### SUPPLIED TEXT
↓↓↓

With regard to Voronin’s universality theorem it is known that the range of universality, the open strip \(1/2<{\mathrm{Re}}\,s<1\), cannot be extended.

Given an arbitrary complex number a, it is an immediate implication of the Julia line \(1/2+i\mathbb {R}\) (or universality) that there exists a sequence of complex numbers with real parts converging to 1/2 on which \(\zeta \) assumes the value a. For a meromorphic function f, the solutions of the equation

$$\begin{aligned} f(s)=a \end{aligned}$$

are called a-points of f, and in the case of the zeta-function investigations of the distribution of a-points date back to Landau’s talk [9] at the International Congress of Mathematicians 1912. It is interesting that a property similar to the aforementioned implication of the Julia line holds for the a-points of a different function. Let

$$\begin{aligned} \Delta (s):=2^s\pi ^{s-1}\Gamma (1-s)\sin {\textstyle {\pi s\over 2}}. \end{aligned}$$
(2)

In this note we shall prove that for every complex number \(a\ne 0\) the mean of the values \(\zeta (\delta _a)\) on the sequence of a-points \(\delta _a\) of the function \(\Delta \) exists and equals \(a+1\); the case \(a=0\) is related to the trivial \(\zeta \)-zeros at \(s=-2n\) for \(n\in \mathbb {N}\). Hence, these averages of these \(\zeta \)-values attain all but one possible complex limit. This indicates an interesting link between the distribution of \(a+1\)-points of the zeta-functions and a-points of \(\Delta \).

The main reason for this remarkable behaviour is the well-known functional equation

$$\begin{aligned} \zeta (s)=\Delta (s)\zeta (1-s), \end{aligned}$$
(3)

where \(\Delta \) is given in (2). It follows that \(\Delta (s)\Delta (1-s)=1\), hence \(\Delta (1/2+it)\) lies on the unit circle for real t. This special case \(a=\exp (2i\phi )\) with real \(\phi \) has been studied by Kalpokas and Steuding [7] as well as by Kalpokas et al. [8], respectively. In this situation the \(\exp (2i\phi )\)-points correspond to intersections of the curve \(t\mapsto \zeta (1/2+it)\) with straight lines \(\exp (i\phi )\mathbb {R}\) through the origin and related, so-called \(\Omega \)-results have been derived for these sequences.

↑↑↑

### EXERCISE A
According to the zeta-function excerpt, whose 1912 talk at the International Congress of Mathematicians marks the start of investigations of a-points of the zeta-function?

### RECORDS SUPPLIED

↓↓↓

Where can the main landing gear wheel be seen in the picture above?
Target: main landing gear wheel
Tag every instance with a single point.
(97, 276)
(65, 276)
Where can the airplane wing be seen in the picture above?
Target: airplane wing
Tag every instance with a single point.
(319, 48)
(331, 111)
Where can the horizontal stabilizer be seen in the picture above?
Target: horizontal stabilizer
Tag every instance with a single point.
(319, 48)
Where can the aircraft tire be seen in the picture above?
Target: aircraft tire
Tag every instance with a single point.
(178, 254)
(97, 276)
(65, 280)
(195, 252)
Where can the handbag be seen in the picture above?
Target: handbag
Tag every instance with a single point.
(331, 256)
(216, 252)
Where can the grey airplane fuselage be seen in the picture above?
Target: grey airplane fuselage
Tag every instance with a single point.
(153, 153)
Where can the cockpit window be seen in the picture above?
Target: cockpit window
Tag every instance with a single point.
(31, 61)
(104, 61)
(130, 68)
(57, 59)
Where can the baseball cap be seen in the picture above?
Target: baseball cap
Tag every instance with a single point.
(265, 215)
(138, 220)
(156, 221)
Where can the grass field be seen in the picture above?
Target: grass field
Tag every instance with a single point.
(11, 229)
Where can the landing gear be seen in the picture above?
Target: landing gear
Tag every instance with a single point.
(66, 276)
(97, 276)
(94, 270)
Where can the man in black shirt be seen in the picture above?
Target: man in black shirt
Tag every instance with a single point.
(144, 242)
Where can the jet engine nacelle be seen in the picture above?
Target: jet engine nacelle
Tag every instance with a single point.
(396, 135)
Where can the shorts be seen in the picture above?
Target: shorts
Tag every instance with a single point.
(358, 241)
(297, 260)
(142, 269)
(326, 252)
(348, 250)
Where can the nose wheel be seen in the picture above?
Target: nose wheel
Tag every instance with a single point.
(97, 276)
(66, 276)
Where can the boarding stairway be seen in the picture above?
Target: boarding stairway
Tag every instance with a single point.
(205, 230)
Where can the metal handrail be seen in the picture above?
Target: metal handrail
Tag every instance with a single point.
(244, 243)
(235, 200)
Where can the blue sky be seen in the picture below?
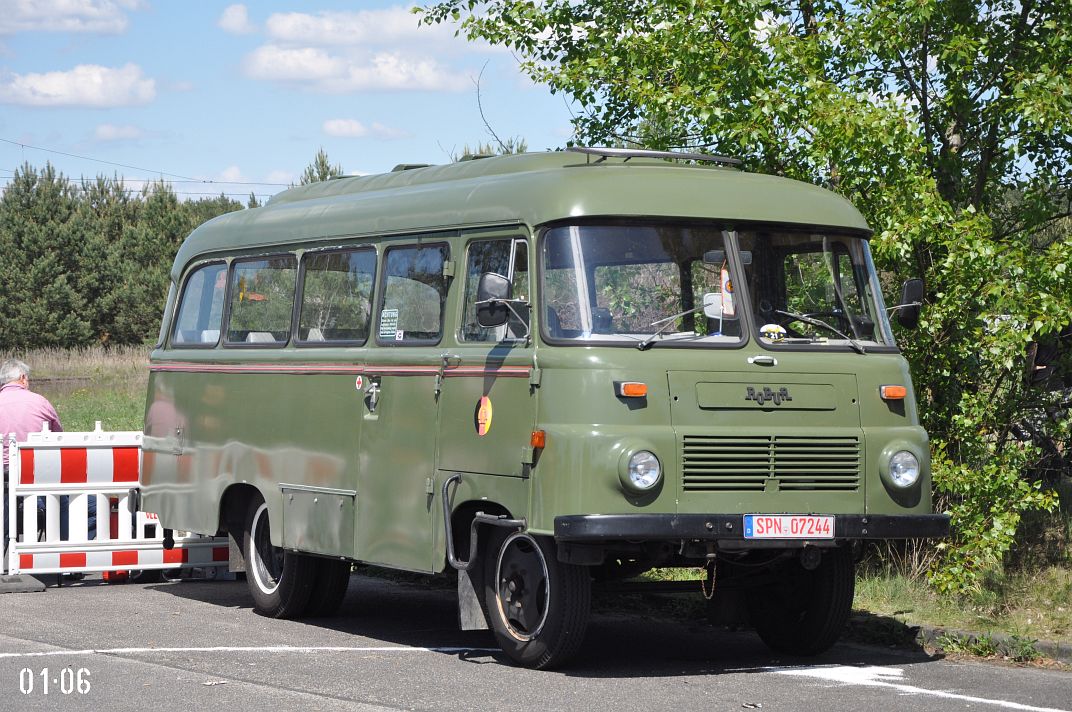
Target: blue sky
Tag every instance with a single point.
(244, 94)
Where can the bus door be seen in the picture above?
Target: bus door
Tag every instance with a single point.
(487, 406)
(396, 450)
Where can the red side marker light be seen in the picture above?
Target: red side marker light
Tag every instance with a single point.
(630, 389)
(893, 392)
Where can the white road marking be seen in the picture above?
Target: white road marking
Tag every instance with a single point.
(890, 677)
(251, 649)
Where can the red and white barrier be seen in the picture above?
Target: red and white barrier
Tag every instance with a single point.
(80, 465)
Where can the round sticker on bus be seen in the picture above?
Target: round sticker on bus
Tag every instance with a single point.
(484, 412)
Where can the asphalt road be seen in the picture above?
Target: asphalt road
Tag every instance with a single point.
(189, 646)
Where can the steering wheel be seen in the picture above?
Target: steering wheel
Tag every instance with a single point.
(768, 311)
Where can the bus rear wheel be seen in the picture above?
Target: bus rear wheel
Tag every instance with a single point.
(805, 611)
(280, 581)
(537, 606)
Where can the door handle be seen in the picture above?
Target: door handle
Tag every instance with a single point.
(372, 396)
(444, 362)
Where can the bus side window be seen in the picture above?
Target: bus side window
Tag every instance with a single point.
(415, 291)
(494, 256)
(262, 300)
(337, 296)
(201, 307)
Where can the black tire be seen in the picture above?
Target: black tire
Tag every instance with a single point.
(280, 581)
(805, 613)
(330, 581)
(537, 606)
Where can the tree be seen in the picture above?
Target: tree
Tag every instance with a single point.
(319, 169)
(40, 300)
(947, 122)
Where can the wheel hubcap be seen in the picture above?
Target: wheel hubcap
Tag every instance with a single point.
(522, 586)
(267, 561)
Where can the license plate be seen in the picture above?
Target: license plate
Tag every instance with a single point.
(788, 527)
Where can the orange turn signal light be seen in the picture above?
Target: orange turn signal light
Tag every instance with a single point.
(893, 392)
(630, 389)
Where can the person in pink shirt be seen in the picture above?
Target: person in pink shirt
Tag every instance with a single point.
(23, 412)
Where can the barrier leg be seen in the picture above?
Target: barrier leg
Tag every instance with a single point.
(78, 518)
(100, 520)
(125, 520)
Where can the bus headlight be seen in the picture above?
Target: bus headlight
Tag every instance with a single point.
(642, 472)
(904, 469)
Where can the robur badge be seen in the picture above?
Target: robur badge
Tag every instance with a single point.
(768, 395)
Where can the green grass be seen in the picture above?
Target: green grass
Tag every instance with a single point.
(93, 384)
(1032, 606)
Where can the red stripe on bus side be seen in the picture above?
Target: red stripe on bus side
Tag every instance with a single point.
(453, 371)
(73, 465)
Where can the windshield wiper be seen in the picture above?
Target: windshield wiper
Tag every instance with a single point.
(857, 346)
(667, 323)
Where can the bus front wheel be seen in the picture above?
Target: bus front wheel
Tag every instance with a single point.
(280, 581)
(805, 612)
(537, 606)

↑↑↑

### EXERCISE B
Lay out the stretch of the records from the line containing "Where can the robur" through the end of the records as a JSON list of strings, one string per line, omitting blank lines.

### FINAL ANSWER A
Landau's talk

### FINAL ANSWER B
[
  "Where can the robur badge be seen in the picture above?",
  "Target: robur badge",
  "Tag every instance with a single point.",
  "(768, 395)",
  "Where can the green grass be seen in the picture above?",
  "Target: green grass",
  "Tag every instance with a single point.",
  "(93, 384)",
  "(1032, 606)",
  "Where can the red stripe on bus side be seen in the picture above?",
  "Target: red stripe on bus side",
  "Tag every instance with a single point.",
  "(453, 371)",
  "(73, 465)",
  "Where can the windshield wiper be seen in the picture above?",
  "Target: windshield wiper",
  "Tag every instance with a single point.",
  "(857, 346)",
  "(667, 323)",
  "Where can the bus front wheel be seen in the picture above?",
  "Target: bus front wheel",
  "Tag every instance with a single point.",
  "(280, 581)",
  "(805, 612)",
  "(537, 606)"
]